> _What the exercise asks_
Rewrite the entries between the line holding "Game engine object recognition — detect metal" and the line holding "0, 176, 71, 211", inclusive, swapping "railing" for "fence" and changing nothing else. Leave the pictures out of your answer.

> _Listed entries_
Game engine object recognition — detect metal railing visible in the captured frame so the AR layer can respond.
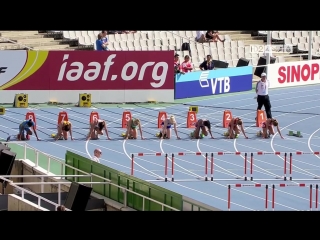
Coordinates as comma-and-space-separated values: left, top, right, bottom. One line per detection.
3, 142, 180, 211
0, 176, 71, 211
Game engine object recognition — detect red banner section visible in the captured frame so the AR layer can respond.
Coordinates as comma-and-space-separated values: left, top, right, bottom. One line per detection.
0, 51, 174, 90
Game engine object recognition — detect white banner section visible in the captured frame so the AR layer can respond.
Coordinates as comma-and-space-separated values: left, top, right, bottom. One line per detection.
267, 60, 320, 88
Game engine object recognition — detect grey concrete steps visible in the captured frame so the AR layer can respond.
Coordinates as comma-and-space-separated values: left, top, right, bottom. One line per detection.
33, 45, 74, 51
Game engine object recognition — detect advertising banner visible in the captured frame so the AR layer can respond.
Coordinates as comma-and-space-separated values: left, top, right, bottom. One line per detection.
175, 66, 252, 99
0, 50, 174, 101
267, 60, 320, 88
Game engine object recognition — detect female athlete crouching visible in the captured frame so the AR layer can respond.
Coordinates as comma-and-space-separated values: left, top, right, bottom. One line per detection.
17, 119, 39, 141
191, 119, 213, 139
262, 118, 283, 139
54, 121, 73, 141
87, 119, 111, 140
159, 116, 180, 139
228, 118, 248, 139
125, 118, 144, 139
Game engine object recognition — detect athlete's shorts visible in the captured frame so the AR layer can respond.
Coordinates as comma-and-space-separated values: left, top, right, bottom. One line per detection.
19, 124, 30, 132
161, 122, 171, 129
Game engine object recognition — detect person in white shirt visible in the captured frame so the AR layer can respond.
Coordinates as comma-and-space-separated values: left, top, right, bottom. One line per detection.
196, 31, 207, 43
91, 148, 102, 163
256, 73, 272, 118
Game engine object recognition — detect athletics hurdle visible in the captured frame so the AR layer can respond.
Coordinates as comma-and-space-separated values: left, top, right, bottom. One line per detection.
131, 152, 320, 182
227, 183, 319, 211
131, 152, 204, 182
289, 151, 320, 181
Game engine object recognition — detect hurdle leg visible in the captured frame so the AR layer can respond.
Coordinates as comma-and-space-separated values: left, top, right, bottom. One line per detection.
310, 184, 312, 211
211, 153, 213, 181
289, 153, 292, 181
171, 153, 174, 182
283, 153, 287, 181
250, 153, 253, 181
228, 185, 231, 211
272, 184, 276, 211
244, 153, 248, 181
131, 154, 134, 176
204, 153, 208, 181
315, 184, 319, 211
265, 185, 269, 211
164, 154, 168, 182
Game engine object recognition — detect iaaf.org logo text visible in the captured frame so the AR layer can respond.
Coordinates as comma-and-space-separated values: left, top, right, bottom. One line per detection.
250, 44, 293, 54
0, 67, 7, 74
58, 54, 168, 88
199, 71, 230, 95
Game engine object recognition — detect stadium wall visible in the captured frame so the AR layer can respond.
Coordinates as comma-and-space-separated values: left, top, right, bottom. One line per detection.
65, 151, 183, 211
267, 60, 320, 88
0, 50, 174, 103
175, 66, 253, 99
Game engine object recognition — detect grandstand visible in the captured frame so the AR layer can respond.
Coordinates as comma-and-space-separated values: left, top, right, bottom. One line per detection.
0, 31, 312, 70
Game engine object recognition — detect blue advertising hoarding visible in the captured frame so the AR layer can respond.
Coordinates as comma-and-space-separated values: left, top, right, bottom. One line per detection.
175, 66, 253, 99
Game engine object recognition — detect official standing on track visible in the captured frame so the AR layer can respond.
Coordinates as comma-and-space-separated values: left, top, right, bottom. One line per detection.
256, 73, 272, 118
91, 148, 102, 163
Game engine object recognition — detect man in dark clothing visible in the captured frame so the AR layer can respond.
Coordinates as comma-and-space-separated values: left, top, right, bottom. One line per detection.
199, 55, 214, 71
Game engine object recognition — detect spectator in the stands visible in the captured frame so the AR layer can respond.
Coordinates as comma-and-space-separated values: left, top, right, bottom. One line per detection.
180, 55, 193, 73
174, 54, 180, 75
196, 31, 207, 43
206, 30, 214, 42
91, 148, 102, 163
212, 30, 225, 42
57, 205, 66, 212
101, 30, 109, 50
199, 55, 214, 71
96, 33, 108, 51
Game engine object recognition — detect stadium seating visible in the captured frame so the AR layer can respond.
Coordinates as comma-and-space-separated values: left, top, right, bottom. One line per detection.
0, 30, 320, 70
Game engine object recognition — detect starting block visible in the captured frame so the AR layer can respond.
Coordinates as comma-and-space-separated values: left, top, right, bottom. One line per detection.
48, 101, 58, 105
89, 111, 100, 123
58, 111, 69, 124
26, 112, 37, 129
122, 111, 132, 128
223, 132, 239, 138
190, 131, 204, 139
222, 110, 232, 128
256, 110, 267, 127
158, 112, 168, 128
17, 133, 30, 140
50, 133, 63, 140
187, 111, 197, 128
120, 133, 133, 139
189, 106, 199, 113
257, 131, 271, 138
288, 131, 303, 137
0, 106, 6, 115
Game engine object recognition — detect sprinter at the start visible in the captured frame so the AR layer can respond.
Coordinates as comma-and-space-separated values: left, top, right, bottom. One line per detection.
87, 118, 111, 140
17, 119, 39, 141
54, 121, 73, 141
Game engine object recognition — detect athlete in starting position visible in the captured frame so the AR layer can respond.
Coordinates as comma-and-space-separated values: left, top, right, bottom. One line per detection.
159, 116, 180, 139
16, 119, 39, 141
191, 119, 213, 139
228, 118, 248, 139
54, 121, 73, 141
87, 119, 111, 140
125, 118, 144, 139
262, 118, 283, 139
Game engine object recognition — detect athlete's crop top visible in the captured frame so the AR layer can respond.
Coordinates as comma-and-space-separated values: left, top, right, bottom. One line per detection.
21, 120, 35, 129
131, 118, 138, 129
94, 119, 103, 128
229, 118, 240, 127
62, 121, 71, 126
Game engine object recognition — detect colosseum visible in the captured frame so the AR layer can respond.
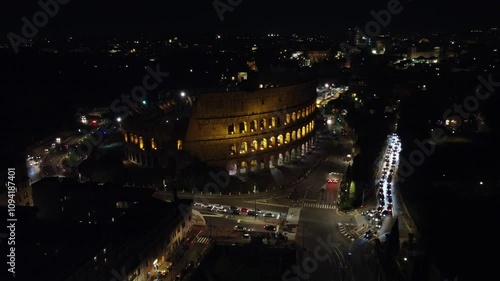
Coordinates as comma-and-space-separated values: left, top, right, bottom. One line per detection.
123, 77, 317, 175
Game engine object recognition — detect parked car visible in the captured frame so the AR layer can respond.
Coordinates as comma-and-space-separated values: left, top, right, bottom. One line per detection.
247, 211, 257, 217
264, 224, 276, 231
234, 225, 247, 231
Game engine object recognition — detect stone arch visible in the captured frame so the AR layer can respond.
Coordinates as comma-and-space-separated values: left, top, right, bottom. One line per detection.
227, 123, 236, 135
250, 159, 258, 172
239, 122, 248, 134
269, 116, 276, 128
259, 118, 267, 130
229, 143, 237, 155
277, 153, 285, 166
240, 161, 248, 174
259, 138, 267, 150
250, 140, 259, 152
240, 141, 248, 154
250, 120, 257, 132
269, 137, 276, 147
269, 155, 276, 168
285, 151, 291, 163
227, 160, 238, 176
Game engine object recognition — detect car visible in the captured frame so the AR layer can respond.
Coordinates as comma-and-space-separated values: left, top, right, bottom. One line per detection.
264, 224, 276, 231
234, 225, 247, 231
* * *
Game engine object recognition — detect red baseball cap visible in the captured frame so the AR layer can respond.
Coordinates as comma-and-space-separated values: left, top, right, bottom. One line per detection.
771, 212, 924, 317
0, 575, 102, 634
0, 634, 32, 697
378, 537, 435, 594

> _Worked solution_
Game engine object recognition — detect metal fence visible in the captured frame so the AR layer can respond.
Coordinates as comma-and-space-separated values: left, top, right, bottom. One line per detection.
3, 142, 180, 211
0, 176, 71, 211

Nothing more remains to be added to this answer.